* TASK LIST:
[1] In the forum thread about dogs' sleep, by what time is Jessie in her crate for the night?
[2] Extend the forum thread about dogs' sleep, beginning right after its final sentence.

* TEXT PASSAGE:
══════════

The researchers studying dogs said their anticipation is based on scent. When we leave the house our scent is the strongest and it continues to decline during the day. Once the dogs get used to our routine, they learn that when our scent has declined to a certain level, we will be coming home. I found that pretty amazing.


----------



## EvaE1izabeth

It is so cute how our Hav will zoom off to the back door when he hears the garage door! He loves to lay on an air vent right by the door when he’s waiting or when I’m doing DD’s hair in the downstairs bathroom. When we’re getting ready to walk out the door he scoots over and lays in front of the door and just looks at us - it’s hard to tell if he wants us to stay or take him with us, but he definitely wants our attention! 

Our dog sleeps a lot, definitely more sleep time than awake. He NEVER sleeps at daycare, though. He’s still much better at daycare than home alone, because without the distraction of other dogs he gets worked up in a different way. I can tell a huge difference when he has to go two days in a row, even though he loves it. He gets back to that overstimulated place more quickly. They give him quiet time but as far as I know he never sleeps.


----------



## HavaCoco

I love this thread! Have folks found that their adult dogs are sleeping more than their pups? Coco spent much of the rainy day napping and resting. Will that affect her ability to sleep all night or is it like babies - the more you sleep, the more you sleep?


----------



## pting619

I’ve had the same experience with Jessie. She is 4 months old and goes from active to napping through out the day. If she gets too rambunctious during any stretch of the day, we will put her in her ex-pen....and she’s asleep in 5 minutes. If it’s just normal play, and she gets tired....she will take a nap. But if I move for any reason, she is up by my side following me around. At those times, I feel she is napping with one eye open. She is in her crate for the night by 10 pm. She sleeps all night til I let her out at 7:30-8 am. Off hand it’s hard to determine just how long she sleeps during the day, but a guesstimate would be 2-3 hours a day. Since her energy level can be high, I think the naps are about right!

══════════

* DATA SHOWN:
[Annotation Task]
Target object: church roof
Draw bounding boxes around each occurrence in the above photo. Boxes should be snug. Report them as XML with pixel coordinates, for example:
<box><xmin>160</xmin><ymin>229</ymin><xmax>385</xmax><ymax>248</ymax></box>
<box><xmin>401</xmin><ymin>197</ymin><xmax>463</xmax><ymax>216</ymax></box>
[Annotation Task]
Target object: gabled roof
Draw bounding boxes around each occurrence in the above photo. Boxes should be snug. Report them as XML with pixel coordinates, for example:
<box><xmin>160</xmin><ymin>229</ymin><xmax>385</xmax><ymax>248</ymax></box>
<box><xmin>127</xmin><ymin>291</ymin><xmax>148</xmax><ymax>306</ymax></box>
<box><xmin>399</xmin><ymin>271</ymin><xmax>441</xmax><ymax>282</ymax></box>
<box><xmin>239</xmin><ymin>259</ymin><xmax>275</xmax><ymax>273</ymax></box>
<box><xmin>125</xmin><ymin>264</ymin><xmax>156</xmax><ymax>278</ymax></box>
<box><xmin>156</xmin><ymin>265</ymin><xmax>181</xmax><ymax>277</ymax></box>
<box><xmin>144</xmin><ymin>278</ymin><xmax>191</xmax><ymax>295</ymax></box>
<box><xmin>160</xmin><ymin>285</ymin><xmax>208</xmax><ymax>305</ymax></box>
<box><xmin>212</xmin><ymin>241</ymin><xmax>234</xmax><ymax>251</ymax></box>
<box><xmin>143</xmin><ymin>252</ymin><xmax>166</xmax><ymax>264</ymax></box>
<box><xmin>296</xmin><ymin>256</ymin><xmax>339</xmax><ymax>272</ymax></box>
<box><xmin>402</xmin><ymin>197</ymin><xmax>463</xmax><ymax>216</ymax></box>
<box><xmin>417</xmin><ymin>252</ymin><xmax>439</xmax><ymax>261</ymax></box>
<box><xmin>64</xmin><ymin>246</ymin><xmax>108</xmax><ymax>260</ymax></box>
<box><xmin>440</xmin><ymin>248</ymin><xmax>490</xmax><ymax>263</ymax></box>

══════════

* YOUR WRITTEN ANSWERS:
[1] By 10 pm.

[2]
----------



## Jeanniek

I took Zumba to my daughter’s house yesterday where Zumba and my daughter’s boxer played hard for a couple of hours. And then she played with the kids. During the hour to get home, I would quietly check on Zumba who looked fast asleep, but each time her eyes were wide open. She was subdued at home during the evening, too. That was the easiest grooming I have done on her! But,again, if I checked up on her when she’d lay down, looking fast asleep, she had her eyes wide open every time. I have to wonder if she truly sleeps at all during the day.


----------



## EvaE1izabeth

Jeanniek said:


> I took Zumba to my daughter's house yesterday where Zumba and my daughter's boxer played hard for a couple of hours. And then she played with the kids. During the hour to get home, I would quietly check on Zumba who looked fast asleep, but each time her eyes were wide open. She was subdued at home during the evening, too. That was the easiest grooming I have done on her! But,again, if I checked up on her when she'd lay down, looking fast asleep, she had her eyes wide open every time. I have to wonder if she truly sleeps at all during the day.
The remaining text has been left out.